**Problem**
Reproduce each line of the records below verbatim, keeping their original order, wording, and punctuation.

**Dataset content**
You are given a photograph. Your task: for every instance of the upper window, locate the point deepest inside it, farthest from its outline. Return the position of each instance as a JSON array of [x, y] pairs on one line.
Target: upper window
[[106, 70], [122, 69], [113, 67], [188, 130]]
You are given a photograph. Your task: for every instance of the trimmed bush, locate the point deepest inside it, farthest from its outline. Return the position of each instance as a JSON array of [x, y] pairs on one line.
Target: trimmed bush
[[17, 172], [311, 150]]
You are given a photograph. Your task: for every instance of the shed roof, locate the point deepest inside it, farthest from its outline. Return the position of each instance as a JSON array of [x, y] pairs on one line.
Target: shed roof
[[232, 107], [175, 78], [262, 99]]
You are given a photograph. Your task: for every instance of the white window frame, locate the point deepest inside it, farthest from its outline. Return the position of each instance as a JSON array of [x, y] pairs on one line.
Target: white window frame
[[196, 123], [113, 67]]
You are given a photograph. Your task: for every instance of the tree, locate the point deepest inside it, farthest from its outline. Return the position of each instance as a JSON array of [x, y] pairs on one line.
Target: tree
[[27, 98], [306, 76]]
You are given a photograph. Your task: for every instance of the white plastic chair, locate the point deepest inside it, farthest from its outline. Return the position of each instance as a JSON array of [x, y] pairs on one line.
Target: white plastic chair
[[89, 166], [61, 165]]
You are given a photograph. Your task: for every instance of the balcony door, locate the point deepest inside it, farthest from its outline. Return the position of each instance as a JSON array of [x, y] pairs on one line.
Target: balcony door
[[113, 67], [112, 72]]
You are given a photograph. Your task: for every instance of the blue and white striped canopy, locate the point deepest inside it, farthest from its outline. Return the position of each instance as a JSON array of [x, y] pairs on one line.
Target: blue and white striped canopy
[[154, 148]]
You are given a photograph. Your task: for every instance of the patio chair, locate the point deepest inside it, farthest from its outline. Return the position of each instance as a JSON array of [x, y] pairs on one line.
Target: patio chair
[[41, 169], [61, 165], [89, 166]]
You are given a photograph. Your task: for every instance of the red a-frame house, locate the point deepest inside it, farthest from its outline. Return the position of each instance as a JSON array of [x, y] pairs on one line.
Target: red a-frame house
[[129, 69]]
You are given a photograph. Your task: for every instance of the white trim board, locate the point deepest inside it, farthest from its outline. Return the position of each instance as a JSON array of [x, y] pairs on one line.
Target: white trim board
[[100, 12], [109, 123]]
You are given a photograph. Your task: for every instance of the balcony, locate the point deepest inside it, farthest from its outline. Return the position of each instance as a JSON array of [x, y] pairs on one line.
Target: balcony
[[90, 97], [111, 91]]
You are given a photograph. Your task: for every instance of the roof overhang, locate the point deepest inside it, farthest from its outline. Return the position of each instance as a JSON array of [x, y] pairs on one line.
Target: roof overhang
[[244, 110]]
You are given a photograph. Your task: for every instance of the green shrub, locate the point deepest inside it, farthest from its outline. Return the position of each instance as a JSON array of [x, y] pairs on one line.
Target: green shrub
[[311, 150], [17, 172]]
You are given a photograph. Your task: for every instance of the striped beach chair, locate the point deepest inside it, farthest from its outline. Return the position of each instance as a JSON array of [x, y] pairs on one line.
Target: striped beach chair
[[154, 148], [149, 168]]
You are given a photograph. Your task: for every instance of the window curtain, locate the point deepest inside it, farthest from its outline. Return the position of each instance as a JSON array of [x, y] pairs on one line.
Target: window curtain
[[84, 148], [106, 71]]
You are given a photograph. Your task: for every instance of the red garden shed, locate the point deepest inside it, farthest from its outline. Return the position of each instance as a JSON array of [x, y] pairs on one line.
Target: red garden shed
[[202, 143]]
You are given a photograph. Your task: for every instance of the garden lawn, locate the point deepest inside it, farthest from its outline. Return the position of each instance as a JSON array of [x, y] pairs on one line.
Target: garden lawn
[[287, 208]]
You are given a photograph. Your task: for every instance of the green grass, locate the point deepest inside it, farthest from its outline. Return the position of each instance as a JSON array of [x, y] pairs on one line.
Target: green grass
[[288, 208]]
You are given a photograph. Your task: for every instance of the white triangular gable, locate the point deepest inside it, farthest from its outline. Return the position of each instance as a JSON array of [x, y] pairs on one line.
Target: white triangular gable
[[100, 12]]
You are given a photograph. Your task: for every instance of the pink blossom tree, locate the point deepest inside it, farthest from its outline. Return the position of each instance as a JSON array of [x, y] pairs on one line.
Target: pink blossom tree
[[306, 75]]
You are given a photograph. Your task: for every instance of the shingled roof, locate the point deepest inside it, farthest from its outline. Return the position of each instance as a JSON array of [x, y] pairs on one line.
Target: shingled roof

**Answer to this task**
You are given a photograph. Your task: for every instance of the upper window, locate the point deepest inside it, farthest from its outline. Return the position of each instance as a JSON array of [x, y] pairs on one line.
Target: upper window
[[106, 70], [122, 69], [113, 67], [188, 130]]
You are given a photograph. Your task: for every instance of the trimmed bush, locate the point deepest inside it, farthest from its outline. Return the position of each instance as a JSON array of [x, y] pairs on one line.
Target: trimmed bush
[[17, 172], [311, 150]]
You are given a photograph. Your task: for every instance of the shed roof, locate the point deepest inside it, farthest from its outline. Return the position of each instance as a JSON array of [x, y] pairs on one line.
Target: shed roof
[[232, 107], [175, 78], [262, 99]]
You are given a photograph. Your task: for every instance of the white window frame, locate the point deepest inside it, farthest from its outline. Return the position of each instance as a JSON array of [x, y] pairs on one line.
Target: white window frame
[[196, 123], [113, 67]]
You are given a photograph. Your task: for every instance of the tree, locate the point deepest inside it, farthest from its outline. Return the position of each instance as a JSON array of [x, y] pairs on one line.
Target: tree
[[27, 98], [306, 76]]
You are given a photograph. Your task: for every instance of the white plastic chair, locate the point deepest inside it, farthest from its outline. Return the position of each instance as a JSON array of [x, y] pairs on one line.
Target: white plastic chair
[[89, 166], [61, 165]]
You are given a photograph. Your task: for every instance of the balcony door, locate the point deepest inside it, farthest from its outline. Return the position of each instance as a JSON array of [x, y] pairs on one line.
Target: balcony door
[[113, 67], [112, 72]]
You are given a photograph. Your task: for every instance of the blue and white striped canopy, locate the point deepest inside it, farthest from its outline. Return the position of each instance as a JSON array of [x, y] pairs on one line.
Target: blue and white striped canopy
[[154, 148]]
You are given a photograph. Your task: for every instance of the patio chair, locate the point deepest inside it, farthest from its outline. Return the position of each instance as a JSON array of [x, y] pairs on one line.
Target: patio chair
[[41, 169], [61, 165], [89, 166]]
You are given a photograph. Your task: for every instance of the red a-frame house, locate the point deepest inside it, farthest from its outline. Return the position of each instance as a JSON array of [x, y] pairs on one line.
Target: red a-frame house
[[129, 69]]
You are given a photograph. Your task: for every instance of the white trim board, locate the point deepest inside it, farthest from its outline. Return the position of each instance as a JSON array of [x, y] pairs on one line.
Target: white trim board
[[100, 12], [109, 123]]
You are given a photograph. Your task: for every instance of the balcony, locate the point deepest inside it, farthest from its outline. Return the position of each instance as a JSON array of [x, y] pairs on one line.
Target: balcony
[[90, 97], [111, 91]]
You are given a photograph. Your task: for every instance of the roof overhang, locate the point deepest inside it, farthest from its outline. Return the position of each instance as a JSON array of [x, y] pairs on one line.
Target: roof overhang
[[244, 110]]
You are given a photograph. Your task: for every instance of the green shrub, locate the point deepest inside it, farthest from its outline. Return the position of each instance as a JSON array of [x, y] pairs on one line.
Target: green shrub
[[311, 150], [17, 172]]
You are given a photograph. Your task: for every instance of the striped beach chair, locate the point deepest inside it, farthest from its outline. Return the position of each instance as a JSON array of [x, y] pairs on one line.
Target: striped beach chair
[[154, 148], [149, 168]]
You are given a photograph. Your task: for every instance of the window curtain, locate the point deepest inside it, farthest from its outline. Return the position of each instance as a JSON array of [x, y] pairs on one line.
Target: window curtain
[[84, 148], [106, 71]]
You are given a photograph. Your task: for every instance of the red garden shed, locate the point deepest inside it, farthest from its outline. Return the position of each instance as a JSON array of [x, y] pairs on one line.
Target: red garden shed
[[202, 143]]
You are given a photograph. Your task: for every instance of the garden lawn, locate the point deepest inside it, farthest from its outline. Return the position of each instance as a JSON array of [x, y] pairs on one line.
Target: garden lawn
[[287, 208]]
You are given a photograph. Your task: for every instance of the green grass, locate the point deepest inside it, farthest from its outline. Return the position of each instance as a JSON array of [x, y] pairs on one line.
Target: green grass
[[288, 208]]
You are given a photograph. Your task: for every instance of the white triangular gable, locate the point deepest inside it, farthest from its outline. Return the position of each instance as a JSON array of [x, y] pairs on one line.
Target: white triangular gable
[[100, 12]]
You are given a photograph. Your task: for every instance of the pink blossom tree, locate the point deepest inside it, farthest from its outline. Return the position of each instance as a JSON array of [x, y] pairs on one line.
Target: pink blossom tree
[[306, 75]]
You are given a photograph. Your task: for every instance of the shingled roof, locate the point deepest inside it, farthest from its outline. Return the position of each instance as a JSON array of [x, y] pairs on one line.
Target: shingled roof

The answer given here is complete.